◆ **What the task requires**
Collect every line in the data below that contains the word "grey".

## BEGIN Given data

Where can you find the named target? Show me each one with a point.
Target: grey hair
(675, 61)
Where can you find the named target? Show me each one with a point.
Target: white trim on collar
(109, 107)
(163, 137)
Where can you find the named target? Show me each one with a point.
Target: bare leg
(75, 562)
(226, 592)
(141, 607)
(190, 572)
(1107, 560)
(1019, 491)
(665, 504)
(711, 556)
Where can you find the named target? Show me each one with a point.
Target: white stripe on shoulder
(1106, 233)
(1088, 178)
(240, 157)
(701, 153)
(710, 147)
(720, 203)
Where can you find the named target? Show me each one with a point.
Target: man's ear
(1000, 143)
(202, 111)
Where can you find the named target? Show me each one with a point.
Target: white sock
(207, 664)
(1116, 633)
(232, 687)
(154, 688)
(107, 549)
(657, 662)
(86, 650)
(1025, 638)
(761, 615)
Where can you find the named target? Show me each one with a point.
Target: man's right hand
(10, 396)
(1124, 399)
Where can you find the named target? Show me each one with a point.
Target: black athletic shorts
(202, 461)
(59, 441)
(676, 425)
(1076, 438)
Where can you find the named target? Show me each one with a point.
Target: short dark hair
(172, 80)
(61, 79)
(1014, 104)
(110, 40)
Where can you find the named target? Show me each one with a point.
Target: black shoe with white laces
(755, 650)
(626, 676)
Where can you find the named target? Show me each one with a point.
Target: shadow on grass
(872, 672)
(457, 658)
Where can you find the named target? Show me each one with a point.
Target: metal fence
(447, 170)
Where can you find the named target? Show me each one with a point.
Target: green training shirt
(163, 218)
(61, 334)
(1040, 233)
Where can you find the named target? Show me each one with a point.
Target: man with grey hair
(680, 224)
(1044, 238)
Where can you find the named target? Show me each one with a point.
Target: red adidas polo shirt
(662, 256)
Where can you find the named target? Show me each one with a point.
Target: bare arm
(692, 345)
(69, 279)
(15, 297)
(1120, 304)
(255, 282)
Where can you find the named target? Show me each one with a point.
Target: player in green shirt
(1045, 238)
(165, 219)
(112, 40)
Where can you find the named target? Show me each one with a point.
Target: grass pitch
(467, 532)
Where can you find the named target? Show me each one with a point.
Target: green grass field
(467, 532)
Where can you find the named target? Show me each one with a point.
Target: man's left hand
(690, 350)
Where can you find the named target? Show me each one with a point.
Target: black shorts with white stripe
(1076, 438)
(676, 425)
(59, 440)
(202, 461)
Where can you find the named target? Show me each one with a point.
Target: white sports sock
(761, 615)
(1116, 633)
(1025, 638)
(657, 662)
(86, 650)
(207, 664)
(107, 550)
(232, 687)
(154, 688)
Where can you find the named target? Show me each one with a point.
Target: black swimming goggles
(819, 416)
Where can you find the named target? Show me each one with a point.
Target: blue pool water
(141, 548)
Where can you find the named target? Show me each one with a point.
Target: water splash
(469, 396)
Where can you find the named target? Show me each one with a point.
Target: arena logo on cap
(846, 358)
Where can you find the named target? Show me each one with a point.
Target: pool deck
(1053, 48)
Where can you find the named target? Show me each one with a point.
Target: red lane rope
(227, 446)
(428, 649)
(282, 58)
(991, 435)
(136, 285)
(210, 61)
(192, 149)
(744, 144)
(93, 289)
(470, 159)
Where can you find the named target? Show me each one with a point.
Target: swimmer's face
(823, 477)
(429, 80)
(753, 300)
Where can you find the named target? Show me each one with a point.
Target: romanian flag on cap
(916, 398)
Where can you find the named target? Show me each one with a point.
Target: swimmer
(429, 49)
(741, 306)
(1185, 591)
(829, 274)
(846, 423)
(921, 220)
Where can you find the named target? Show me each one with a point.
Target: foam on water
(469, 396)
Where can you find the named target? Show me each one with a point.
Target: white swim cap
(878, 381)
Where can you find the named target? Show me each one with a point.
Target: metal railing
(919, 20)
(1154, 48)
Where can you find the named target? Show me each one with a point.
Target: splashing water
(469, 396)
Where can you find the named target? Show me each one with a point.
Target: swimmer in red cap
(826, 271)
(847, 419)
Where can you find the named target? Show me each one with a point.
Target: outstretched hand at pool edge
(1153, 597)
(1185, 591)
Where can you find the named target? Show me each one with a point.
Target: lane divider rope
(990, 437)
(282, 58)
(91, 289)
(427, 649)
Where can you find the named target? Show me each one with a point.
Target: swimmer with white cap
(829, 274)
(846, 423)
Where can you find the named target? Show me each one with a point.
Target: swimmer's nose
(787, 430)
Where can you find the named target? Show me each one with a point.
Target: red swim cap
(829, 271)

## END Given data

◆ **Result**
Target: grey hair
Target: man with grey hair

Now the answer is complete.